- _THE TASK_:
Retype the part of the material that opens with the line containing "Can you see the red jersey" and closes with the line containing "column 427, row 95", keeping every line exactly the same.

(Source data)
▬▬▬▬▬▬▬▬▬▬
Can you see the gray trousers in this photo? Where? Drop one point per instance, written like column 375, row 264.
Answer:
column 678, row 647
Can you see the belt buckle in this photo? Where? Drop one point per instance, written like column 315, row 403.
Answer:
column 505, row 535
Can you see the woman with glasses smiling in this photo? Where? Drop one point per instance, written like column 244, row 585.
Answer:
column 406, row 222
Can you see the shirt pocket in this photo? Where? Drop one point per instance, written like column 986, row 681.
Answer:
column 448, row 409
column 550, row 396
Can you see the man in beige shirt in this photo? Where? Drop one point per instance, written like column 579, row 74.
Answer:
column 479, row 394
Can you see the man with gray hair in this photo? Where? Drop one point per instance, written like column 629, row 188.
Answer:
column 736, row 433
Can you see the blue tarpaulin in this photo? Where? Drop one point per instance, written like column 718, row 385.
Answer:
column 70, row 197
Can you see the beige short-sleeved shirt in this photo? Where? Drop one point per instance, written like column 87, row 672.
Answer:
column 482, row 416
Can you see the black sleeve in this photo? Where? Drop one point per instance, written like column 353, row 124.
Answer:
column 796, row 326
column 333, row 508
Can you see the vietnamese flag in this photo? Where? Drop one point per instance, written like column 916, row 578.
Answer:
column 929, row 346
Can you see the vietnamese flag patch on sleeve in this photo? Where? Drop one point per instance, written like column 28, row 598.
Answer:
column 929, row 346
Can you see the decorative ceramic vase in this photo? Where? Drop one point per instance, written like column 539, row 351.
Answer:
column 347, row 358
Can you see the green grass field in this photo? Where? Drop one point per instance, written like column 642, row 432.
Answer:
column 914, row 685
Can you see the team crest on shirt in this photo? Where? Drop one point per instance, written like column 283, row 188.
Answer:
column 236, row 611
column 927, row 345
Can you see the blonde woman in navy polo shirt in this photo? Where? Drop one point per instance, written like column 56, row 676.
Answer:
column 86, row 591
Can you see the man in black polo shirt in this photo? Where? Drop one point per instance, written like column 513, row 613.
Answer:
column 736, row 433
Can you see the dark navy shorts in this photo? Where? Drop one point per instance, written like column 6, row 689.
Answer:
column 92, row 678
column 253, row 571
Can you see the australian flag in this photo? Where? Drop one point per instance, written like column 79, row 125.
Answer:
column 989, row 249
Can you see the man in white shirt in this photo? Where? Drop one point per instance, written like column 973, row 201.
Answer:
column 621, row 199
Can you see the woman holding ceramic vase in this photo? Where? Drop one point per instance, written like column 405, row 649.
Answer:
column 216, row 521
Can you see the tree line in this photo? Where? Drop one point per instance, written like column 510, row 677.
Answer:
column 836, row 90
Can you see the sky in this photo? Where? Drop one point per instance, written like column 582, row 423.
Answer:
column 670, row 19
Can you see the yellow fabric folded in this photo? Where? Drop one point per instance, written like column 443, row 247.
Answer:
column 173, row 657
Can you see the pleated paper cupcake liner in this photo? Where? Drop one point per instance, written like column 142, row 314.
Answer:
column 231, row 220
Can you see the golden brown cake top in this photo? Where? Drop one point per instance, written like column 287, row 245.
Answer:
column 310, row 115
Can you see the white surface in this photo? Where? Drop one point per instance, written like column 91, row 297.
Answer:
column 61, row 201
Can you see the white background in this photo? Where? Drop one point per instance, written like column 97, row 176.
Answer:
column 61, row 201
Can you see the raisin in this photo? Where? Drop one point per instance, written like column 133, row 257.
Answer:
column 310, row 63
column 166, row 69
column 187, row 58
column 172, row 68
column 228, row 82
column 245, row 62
▬▬▬▬▬▬▬▬▬▬
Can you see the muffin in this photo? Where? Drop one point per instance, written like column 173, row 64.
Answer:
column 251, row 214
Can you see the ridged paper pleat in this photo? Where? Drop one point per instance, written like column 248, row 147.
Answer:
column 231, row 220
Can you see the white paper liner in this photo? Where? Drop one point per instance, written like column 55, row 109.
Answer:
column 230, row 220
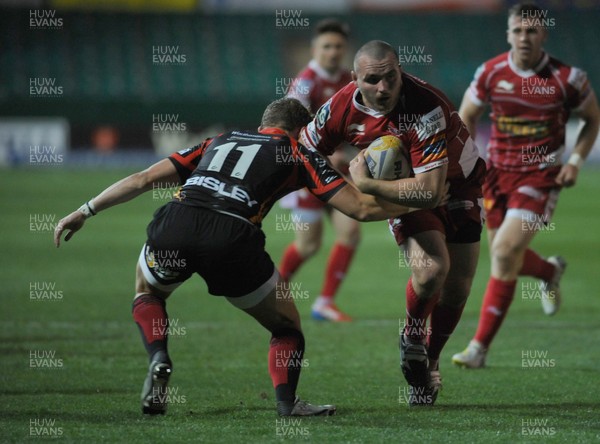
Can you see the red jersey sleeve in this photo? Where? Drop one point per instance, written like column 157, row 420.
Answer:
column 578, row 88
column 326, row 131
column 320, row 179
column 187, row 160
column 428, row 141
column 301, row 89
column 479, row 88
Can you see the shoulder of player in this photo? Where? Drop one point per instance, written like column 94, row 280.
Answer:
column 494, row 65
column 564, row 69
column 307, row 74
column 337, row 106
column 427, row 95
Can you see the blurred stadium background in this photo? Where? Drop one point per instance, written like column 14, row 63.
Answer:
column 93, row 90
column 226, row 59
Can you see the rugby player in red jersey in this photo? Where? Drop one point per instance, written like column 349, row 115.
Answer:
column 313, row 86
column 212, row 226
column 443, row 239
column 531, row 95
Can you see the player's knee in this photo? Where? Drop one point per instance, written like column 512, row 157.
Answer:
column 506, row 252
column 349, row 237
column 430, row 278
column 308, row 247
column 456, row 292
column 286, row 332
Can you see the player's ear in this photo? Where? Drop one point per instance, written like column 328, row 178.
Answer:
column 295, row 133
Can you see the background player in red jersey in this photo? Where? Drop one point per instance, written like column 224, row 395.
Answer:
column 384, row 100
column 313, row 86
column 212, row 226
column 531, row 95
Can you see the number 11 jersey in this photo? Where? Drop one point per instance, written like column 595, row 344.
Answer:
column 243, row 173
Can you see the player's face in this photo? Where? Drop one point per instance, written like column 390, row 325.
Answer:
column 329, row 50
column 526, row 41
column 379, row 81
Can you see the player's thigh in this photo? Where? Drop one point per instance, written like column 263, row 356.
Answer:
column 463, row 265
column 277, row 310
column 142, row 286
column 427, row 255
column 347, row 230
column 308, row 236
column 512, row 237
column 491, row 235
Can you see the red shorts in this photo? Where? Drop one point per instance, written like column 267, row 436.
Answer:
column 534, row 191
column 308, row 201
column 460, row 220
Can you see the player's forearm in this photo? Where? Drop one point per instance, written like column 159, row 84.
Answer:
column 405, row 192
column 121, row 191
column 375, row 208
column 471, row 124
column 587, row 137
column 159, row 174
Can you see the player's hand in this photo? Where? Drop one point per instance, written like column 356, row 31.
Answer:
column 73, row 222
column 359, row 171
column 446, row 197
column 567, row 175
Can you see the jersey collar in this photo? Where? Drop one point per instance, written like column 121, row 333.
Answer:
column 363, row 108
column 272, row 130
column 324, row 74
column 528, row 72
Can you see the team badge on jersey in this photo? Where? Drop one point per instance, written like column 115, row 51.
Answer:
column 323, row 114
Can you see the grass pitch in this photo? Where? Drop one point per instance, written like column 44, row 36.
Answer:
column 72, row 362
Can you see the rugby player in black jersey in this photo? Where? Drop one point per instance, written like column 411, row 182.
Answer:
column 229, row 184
▬▬▬▬▬▬▬▬▬▬
- _RESULT BELOW_:
Can you see the red jersey sleeve in this photo? Where? Drop one point per instance, written like column 157, row 420.
Answer:
column 578, row 88
column 326, row 131
column 320, row 179
column 187, row 160
column 428, row 141
column 301, row 89
column 479, row 88
Can you see the shoulder of player in this photo? Where? Drop one point per instance, written like column 94, row 280.
Answer:
column 494, row 65
column 564, row 69
column 307, row 74
column 337, row 106
column 427, row 95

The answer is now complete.